● **Exercise materials**

↓↓↓

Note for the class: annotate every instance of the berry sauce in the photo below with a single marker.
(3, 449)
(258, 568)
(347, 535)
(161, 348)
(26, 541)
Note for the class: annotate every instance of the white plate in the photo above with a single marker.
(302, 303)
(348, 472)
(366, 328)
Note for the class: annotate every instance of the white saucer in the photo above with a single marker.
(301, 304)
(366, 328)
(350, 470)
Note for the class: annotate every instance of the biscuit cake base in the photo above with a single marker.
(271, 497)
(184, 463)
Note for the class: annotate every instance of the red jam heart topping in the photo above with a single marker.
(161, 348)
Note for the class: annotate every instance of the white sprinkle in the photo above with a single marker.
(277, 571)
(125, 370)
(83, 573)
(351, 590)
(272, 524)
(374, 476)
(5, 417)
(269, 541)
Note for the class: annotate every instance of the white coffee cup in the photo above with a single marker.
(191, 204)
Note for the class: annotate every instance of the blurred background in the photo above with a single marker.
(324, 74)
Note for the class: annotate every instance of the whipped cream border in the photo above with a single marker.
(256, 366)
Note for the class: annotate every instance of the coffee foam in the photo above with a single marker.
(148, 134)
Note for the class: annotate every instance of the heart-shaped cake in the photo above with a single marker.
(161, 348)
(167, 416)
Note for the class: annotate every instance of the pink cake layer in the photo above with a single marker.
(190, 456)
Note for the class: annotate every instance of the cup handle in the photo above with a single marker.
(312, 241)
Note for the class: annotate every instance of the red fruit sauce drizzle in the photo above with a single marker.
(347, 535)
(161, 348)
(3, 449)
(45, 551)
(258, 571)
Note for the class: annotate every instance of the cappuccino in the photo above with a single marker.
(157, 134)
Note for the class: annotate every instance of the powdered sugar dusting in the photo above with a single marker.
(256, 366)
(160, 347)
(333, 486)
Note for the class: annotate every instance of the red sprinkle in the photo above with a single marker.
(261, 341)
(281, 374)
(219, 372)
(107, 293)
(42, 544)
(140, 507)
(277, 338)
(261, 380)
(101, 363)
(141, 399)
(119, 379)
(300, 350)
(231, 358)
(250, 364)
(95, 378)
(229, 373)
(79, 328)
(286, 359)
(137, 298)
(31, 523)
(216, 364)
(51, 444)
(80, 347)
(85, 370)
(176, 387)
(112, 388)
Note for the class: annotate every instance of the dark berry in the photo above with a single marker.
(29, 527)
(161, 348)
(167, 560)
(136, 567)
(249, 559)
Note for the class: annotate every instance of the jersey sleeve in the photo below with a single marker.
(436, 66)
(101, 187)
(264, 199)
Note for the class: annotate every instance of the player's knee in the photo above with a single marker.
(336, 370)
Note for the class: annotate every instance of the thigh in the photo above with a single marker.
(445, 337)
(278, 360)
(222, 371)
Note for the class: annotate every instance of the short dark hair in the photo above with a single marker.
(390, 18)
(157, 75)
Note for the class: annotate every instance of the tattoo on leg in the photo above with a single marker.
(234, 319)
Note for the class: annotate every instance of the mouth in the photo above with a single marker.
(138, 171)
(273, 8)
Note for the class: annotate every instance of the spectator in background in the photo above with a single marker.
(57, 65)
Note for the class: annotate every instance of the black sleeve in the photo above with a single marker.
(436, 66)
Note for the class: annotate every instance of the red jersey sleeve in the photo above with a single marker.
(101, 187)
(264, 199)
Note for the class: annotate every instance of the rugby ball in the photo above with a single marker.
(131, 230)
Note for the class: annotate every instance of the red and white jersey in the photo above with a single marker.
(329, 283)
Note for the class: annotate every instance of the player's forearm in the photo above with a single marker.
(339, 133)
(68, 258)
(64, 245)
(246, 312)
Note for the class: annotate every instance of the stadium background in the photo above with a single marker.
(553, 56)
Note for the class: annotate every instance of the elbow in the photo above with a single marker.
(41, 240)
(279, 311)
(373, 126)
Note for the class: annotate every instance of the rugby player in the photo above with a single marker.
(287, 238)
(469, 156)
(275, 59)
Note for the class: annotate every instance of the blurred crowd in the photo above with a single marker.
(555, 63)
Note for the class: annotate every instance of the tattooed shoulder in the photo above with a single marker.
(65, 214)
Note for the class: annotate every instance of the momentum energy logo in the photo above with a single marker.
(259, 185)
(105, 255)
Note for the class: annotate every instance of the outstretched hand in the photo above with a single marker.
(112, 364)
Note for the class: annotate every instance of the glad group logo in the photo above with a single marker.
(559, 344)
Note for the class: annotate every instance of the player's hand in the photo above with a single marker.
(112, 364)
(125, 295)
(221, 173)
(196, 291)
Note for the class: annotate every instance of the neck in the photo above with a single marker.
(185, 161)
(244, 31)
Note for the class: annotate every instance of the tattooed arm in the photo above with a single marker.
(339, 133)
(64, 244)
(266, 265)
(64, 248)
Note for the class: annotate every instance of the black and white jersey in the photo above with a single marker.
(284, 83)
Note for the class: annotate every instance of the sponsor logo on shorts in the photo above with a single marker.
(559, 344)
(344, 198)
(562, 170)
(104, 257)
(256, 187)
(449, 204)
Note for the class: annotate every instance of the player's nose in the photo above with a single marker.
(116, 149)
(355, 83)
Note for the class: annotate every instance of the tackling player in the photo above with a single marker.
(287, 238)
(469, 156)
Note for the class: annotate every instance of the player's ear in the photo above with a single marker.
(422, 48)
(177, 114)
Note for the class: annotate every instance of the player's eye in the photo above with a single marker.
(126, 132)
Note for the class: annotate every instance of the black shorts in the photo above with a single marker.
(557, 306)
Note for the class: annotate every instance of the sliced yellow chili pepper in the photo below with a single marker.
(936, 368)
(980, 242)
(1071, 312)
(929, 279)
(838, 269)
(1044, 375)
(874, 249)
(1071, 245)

↑↑↑
↓↓↓

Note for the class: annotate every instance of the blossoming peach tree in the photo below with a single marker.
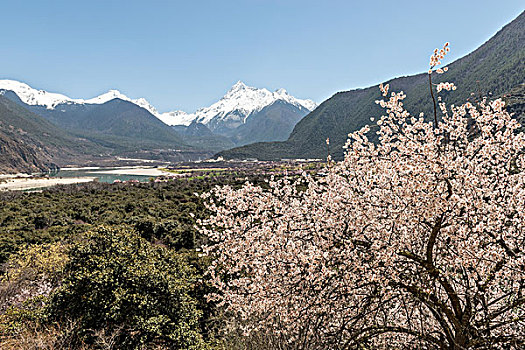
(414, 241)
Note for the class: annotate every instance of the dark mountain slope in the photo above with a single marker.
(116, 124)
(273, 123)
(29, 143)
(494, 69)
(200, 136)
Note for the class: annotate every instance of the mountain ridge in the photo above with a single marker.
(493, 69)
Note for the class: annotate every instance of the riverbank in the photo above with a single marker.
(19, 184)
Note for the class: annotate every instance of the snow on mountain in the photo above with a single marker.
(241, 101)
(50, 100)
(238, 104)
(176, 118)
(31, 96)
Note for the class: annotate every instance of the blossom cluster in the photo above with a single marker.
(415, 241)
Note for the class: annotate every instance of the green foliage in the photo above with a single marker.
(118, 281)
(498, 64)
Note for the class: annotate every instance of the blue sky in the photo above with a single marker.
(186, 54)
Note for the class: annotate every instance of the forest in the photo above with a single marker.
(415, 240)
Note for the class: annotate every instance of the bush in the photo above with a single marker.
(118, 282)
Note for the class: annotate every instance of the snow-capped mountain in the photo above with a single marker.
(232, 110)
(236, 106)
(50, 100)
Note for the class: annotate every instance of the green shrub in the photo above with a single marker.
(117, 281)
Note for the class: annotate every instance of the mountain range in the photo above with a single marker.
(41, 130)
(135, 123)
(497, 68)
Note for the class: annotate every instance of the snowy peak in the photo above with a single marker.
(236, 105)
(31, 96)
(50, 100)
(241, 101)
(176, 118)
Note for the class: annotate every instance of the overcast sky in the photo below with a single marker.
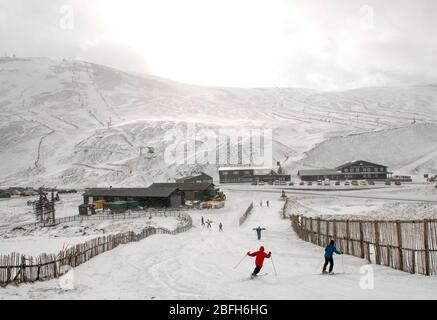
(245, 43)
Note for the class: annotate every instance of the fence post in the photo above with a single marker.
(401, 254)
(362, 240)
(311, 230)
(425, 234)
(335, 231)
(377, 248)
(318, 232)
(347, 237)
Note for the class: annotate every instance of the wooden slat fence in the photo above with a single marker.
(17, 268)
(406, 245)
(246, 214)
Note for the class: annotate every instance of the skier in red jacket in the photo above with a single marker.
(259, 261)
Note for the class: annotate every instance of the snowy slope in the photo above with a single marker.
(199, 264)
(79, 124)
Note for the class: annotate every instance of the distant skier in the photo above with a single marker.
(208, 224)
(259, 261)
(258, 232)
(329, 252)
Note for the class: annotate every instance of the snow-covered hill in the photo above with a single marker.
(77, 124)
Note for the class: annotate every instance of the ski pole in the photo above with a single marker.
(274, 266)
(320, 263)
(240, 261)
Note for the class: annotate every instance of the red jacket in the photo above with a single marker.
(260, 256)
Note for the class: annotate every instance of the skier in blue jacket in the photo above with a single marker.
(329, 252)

↑↑↑
↓↓↓

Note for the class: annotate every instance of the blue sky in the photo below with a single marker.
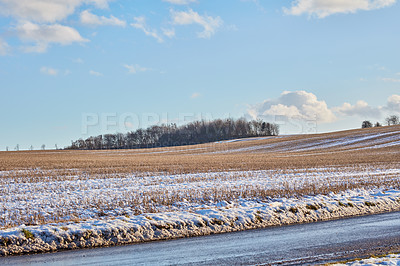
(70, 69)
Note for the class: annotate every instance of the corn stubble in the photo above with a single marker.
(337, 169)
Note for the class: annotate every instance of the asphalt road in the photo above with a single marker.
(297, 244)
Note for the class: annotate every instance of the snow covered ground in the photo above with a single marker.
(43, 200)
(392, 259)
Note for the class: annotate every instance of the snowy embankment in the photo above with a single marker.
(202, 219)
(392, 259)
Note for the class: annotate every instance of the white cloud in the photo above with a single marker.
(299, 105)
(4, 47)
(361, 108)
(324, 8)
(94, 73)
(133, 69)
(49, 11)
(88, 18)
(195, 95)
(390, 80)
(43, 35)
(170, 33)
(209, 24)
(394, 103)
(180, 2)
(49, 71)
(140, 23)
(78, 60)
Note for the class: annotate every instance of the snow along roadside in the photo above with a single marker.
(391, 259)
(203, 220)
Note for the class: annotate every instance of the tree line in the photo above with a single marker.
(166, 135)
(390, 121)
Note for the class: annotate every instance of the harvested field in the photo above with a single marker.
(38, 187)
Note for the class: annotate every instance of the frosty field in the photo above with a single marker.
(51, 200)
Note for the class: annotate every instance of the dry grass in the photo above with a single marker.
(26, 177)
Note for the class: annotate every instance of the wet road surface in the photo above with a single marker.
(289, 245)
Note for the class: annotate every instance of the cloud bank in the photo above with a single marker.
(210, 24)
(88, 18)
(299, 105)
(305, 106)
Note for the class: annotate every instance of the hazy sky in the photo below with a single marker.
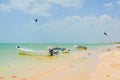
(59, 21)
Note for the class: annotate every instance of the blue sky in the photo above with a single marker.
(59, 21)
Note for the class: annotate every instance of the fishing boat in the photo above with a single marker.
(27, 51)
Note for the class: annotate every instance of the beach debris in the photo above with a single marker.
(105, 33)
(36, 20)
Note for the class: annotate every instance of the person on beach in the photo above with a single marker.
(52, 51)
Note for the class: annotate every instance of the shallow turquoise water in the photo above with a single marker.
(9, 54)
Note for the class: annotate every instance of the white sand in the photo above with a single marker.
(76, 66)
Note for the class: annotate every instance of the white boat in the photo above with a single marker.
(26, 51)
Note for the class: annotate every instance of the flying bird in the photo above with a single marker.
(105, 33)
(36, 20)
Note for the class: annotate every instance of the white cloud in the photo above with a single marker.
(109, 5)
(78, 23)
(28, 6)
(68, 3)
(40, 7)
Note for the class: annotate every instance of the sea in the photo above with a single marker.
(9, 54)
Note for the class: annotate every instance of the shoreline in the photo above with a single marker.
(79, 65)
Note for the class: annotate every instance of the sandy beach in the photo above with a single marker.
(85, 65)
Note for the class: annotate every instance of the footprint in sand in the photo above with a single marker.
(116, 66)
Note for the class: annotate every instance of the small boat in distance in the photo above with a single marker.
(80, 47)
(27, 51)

↑↑↑

● **Required task**
Gather every line in the records above that contains the word "logo", and copy each of those lines in full.

● **Response to this exercise**
Note for the class: annotate every instance of the momentum energy logo in the photo above with a single marker.
Note for the class: annotate every instance of the glad group logo in the photo above with a single marker.
Note for the class: annotate every instance of the sponsor logo on shorts in the photo above with a single marker.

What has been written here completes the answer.